> **Selected passage**
------------------------------
Social-emotional learning (SEL), as referenced here, consists of four distinct constructs: growth mindset, social awareness, self efficacy, and self management. These skills evolve over an individual’s development, especially during adolescence. A meta-analysis of longitudinal studies finds that “Adolescence is marked by less distinct patterns of mean-level change and a lower level of rank-order consistency… adolescence is a time not only of exploration in terms of identity but also of flux and exploration in terms of dispositional qualities” (Roberts, Walton, and Viechtbauer, 2006, 19-20).
Previous work has also found a positive relationship between self management and achievement (e.g., Author, 2018). Additionally, Author (2019) find that mindset also has an effect on achievement. Both of these establish a cross-sectional link between SEL skills and achievement, but work needs to be done to explore temporal links.
This study employs standard econometric analyses appropriate for work with panel data, including fixed effects regressions and change-on-change models. Our sample is drawn from the CORE districts (Fresno, Garden Grove, Long Beach, Los Angeles, Oakland, Sacramento City, San Francisco, and Santa Ana Unified School Districts) across a three year period (2015-2017). We focused on students in grades four through seven, as these students had yearly achievement tests (SBAC ELA and SBAC Math) and SEL surveys over this time period. The pool of students in each observation year ranged from 168,990 in 2015 to 177,424 in 2016. We observed approximately 190,000 students who had two sequential years of SEL and SBAC data and approximately 34,000 students who had three sequential years of SEL and SBAC data (though this number varies depending on the specific SBAC test and SEL construct examined).
In preliminary results, we find a small (but statistically significant) relationship between changes in the four SEL constructs and changes in test scores within the same time period. That is to say, a self reported increase in any of the SEL constructs is associated with an increase in SBAC achievement test scores over the same time period.
This study contributes to the SEL literature in two main ways. First, little research exists documenting the relationship between changes in SEL constructs from student self-report and their academic outcomes. Especially considering the size and diversity of our sample, this study is well-suited to begin filling this gap. Second, because we look at concurrent and previous changes in SEL skills, this work serves as a source of concurrent and predictive validity evidence that can be used to construct validity arguments around scores derived from this SEL survey. Practitioners can also benefit from this work, because if year-to-year changes in SEL are predictive of changes in academic performance, SEL survey results could help identify students for academic interventions.
------------------------------
> **Required actions**
**a)** From the SEL study summary, reproduce the passage starting with "This study employs" and going on through "SEL construct examined).".
**b)** Answer these from the SEL study summary:
(i) What four constructs make up social-emotional learning as the summary uses the term?
(ii) What span of years does the sample cover?
(iii) Which grades were the studied students in?

> **Excerpted records**
------------------------------
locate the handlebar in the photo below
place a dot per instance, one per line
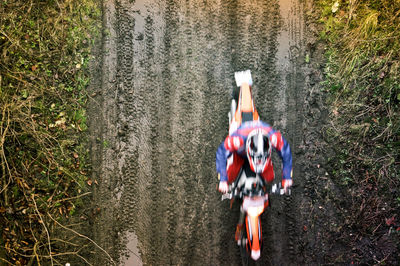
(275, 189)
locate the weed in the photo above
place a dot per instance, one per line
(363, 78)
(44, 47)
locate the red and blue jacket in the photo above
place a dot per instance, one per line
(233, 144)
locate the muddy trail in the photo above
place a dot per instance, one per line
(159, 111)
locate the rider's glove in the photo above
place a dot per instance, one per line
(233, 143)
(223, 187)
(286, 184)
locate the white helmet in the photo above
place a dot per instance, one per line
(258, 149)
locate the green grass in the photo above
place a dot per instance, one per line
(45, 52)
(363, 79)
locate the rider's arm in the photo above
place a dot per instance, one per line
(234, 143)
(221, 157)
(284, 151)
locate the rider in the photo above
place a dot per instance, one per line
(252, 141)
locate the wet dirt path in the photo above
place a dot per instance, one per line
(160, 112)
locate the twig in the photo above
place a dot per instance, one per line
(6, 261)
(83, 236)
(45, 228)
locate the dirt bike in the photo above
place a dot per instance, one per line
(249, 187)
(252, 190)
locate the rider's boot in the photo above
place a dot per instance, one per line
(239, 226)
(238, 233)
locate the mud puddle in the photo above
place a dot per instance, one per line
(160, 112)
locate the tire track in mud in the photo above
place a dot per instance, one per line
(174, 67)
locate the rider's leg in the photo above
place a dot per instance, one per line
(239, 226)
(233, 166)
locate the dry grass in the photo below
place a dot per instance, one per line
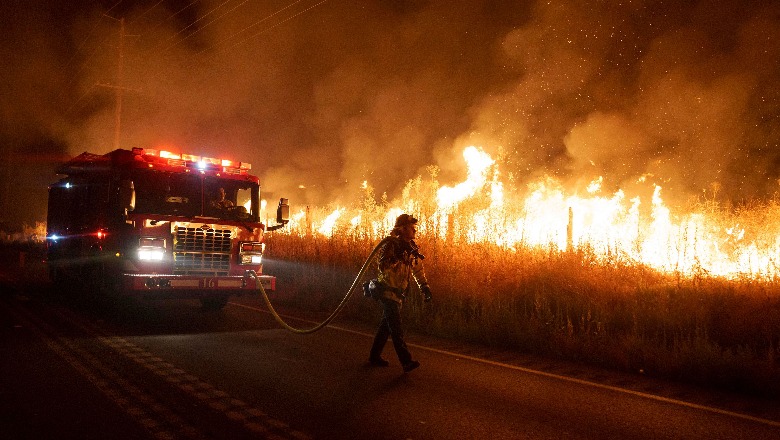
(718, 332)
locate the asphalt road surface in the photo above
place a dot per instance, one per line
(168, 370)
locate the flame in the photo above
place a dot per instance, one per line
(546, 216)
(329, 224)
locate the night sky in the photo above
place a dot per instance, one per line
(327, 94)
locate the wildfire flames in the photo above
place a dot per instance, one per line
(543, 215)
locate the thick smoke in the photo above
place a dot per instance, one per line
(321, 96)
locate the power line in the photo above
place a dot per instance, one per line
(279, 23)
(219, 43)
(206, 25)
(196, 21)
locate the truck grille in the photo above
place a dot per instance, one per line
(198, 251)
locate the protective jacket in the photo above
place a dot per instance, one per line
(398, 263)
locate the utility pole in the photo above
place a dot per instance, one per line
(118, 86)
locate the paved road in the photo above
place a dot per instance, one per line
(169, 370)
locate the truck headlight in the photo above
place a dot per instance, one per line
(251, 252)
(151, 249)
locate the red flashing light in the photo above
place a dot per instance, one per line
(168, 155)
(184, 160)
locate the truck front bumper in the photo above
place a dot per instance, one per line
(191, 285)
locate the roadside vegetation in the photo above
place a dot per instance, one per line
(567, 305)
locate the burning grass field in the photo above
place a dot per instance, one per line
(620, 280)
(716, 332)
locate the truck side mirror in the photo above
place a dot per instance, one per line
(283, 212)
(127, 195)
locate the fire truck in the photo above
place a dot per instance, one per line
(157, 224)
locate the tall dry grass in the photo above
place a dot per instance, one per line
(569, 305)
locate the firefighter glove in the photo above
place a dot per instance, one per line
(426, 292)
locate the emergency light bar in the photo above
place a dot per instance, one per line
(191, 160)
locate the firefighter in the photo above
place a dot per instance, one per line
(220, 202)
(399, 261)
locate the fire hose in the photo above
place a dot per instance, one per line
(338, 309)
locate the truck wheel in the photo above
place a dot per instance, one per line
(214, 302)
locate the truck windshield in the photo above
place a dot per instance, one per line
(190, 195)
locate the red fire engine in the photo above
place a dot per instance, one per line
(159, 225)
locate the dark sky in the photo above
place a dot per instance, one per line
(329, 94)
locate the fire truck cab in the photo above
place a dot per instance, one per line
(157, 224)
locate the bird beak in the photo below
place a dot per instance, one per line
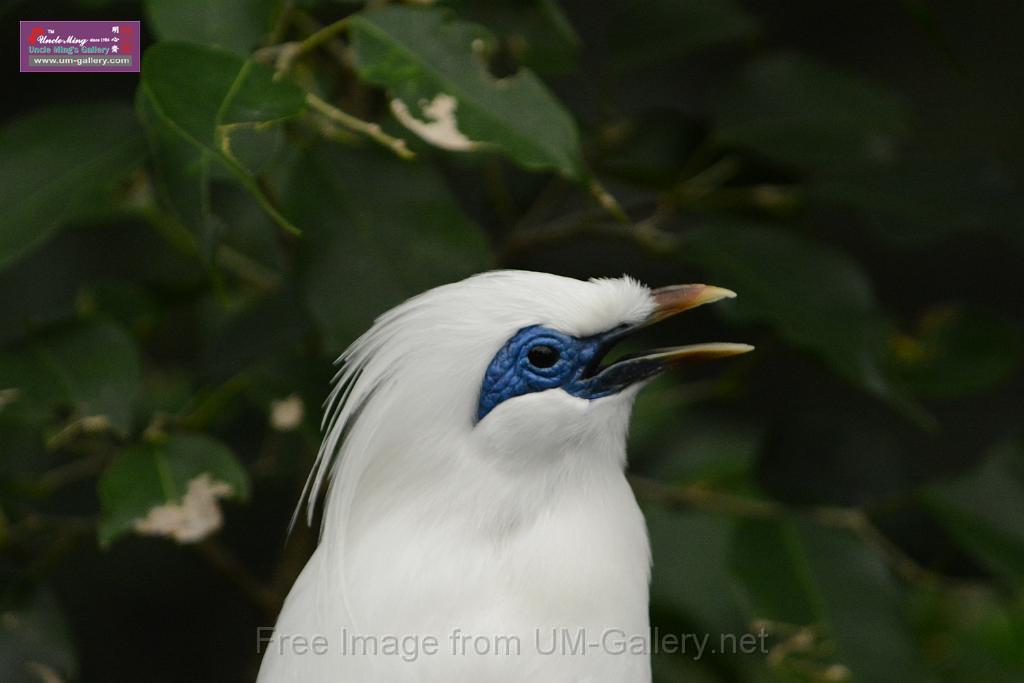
------------------------------
> **Expected outputs**
**a)**
This study employs standard econometric analyses appropriate for work with panel data, including fixed effects regressions and change-on-change models. Our sample is drawn from the CORE districts (Fresno, Garden Grove, Long Beach, Los Angeles, Oakland, Sacramento City, San Francisco, and Santa Ana Unified School Districts) across a three year period (2015-2017). We focused on students in grades four through seven, as these students had yearly achievement tests (SBAC ELA and SBAC Math) and SEL surveys over this time period. The pool of students in each observation year ranged from 168,990 in 2015 to 177,424 in 2016. We observed approximately 190,000 students who had two sequential years of SEL and SBAC data and approximately 34,000 students who had three sequential years of SEL and SBAC data (though this number varies depending on the specific SBAC test and SEL construct examined).

**b)**
(i) Growth mindset, social awareness, self efficacy, and self management.
(ii) 2015 through 2017.
(iii) Grades four through seven.